What to do =>
Write out each line of the entries below as a numbered list, skipping blank lines and leaving out the pictures.

(Dataset rows)
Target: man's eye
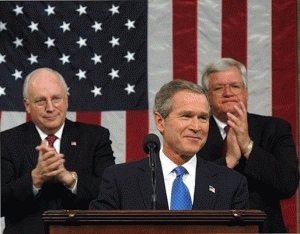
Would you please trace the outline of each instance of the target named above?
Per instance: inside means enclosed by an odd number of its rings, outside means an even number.
[[[61,97],[54,97],[52,98],[52,102],[57,103],[60,102],[61,99],[62,99]]]

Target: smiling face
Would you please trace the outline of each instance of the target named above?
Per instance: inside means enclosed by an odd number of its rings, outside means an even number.
[[[209,74],[208,80],[208,96],[212,112],[218,119],[226,122],[226,113],[235,113],[234,106],[240,101],[247,106],[247,88],[235,66],[223,72]]]
[[[204,94],[188,90],[177,92],[172,108],[164,119],[155,112],[157,129],[163,136],[163,152],[177,165],[191,159],[206,143],[209,105]]]
[[[68,96],[59,78],[41,70],[29,81],[26,111],[32,121],[46,134],[54,134],[63,125],[68,109]]]

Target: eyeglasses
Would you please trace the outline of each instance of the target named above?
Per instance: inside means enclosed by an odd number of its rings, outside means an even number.
[[[233,94],[239,94],[245,89],[245,85],[242,82],[234,82],[229,84],[218,84],[209,89],[216,94],[223,94],[223,92],[230,89]]]
[[[61,96],[55,96],[51,98],[51,103],[54,106],[59,105],[63,101],[63,97]],[[48,101],[46,98],[36,99],[33,101],[33,104],[38,107],[45,107],[48,104]]]

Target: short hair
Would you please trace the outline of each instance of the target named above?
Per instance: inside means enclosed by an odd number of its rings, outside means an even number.
[[[29,73],[26,76],[24,84],[23,84],[23,97],[25,99],[28,98],[28,87],[29,87],[30,80],[32,79],[32,77],[34,77],[35,74],[37,74],[40,71],[48,71],[48,72],[56,75],[57,78],[60,80],[61,84],[63,85],[63,89],[65,90],[66,94],[67,95],[69,94],[69,92],[68,92],[68,86],[67,86],[67,83],[66,83],[64,77],[60,73],[58,73],[57,71],[55,71],[55,70],[53,70],[51,68],[43,67],[43,68],[38,68],[38,69],[32,71],[31,73]]]
[[[221,58],[217,62],[213,62],[205,66],[202,71],[202,87],[206,91],[208,90],[208,76],[211,73],[227,71],[232,66],[235,66],[241,73],[244,86],[247,88],[247,69],[242,63],[232,58]]]
[[[187,80],[173,80],[164,84],[155,95],[153,112],[159,112],[164,119],[167,118],[172,109],[173,96],[183,90],[203,94],[208,100],[207,94],[201,86]]]

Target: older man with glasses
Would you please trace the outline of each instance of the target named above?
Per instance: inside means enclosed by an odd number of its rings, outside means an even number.
[[[213,115],[204,147],[208,154],[198,155],[247,177],[249,208],[268,215],[261,232],[286,232],[280,200],[295,194],[299,184],[290,124],[247,112],[247,74],[240,62],[222,58],[202,74]]]

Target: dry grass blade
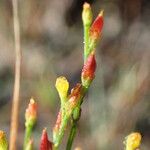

Expected output =>
1. Target: man's eye
2. Would you please trace the outline of each instance of the target named above?
3. Per instance: inside means enclosed by an odd number of its rings, outside means an even number.
4. [[[61,97],[54,97],[52,98],[52,102],[57,103],[60,102],[61,99],[62,99]]]
5. Target: smiling face
6. Would you please trace the outline of each instance of the target named above?
7. Per instance: inside means enclosed by an odd number of its rings, outside means an even number.
8. [[[209,74],[208,80],[208,96],[212,112],[218,119],[226,122],[226,113],[235,113],[234,106],[240,101],[247,106],[247,88],[235,66],[223,72]]]
9. [[[204,94],[188,90],[177,92],[172,108],[164,119],[155,112],[157,129],[163,136],[163,152],[177,165],[191,159],[206,143],[209,105]]]
10. [[[68,96],[59,78],[41,70],[29,81],[26,111],[32,121],[46,134],[54,134],[63,125],[68,109]]]
11. Target: eyeglasses
12. Would you please trace the outline of each instance of the target named above?
13. Per instance: inside means enclosed by an odd number of its rings, outside means an even number.
14. [[[233,94],[239,94],[245,89],[245,85],[242,82],[234,82],[229,84],[218,84],[209,89],[216,94],[223,94],[223,92],[230,89]]]
15. [[[61,96],[55,96],[51,98],[51,103],[54,106],[59,105],[63,101],[63,97]],[[48,101],[46,98],[36,99],[33,101],[33,104],[38,107],[45,107],[48,104]]]
16. Target: short hair
17. Would you please trace the outline of each instance of the target named above?
18. Per instance: inside means enclosed by an odd number of its rings, outside means an even number.
19. [[[29,73],[26,76],[24,84],[23,84],[23,97],[25,99],[28,98],[28,87],[29,87],[30,80],[32,79],[32,77],[34,77],[35,74],[37,74],[40,71],[48,71],[48,72],[56,75],[57,78],[60,80],[61,84],[63,85],[63,89],[65,90],[66,94],[67,95],[69,94],[69,92],[68,92],[68,86],[67,86],[67,83],[66,83],[64,77],[60,73],[58,73],[57,71],[55,71],[55,70],[53,70],[51,68],[43,67],[43,68],[38,68],[38,69],[32,71],[31,73]]]
20. [[[221,58],[217,62],[213,62],[205,66],[202,71],[202,87],[206,91],[208,90],[208,76],[211,73],[227,71],[232,66],[235,66],[241,73],[244,86],[247,88],[247,69],[242,63],[232,58]]]
21. [[[187,80],[173,80],[164,84],[155,95],[153,112],[159,112],[164,119],[167,118],[172,109],[173,96],[183,90],[203,94],[208,100],[207,94],[201,86]]]
22. Target: older man with glasses
23. Would you please trace the outline of each instance of the target named above?
24. Per instance: inside means enclosed by an odd number of its rings, outside means an even number.
25. [[[213,115],[204,147],[208,154],[198,155],[247,177],[249,208],[268,215],[261,232],[286,232],[280,200],[295,194],[299,184],[290,124],[247,112],[247,74],[240,62],[222,58],[202,74]]]
26. Target: dry grass blade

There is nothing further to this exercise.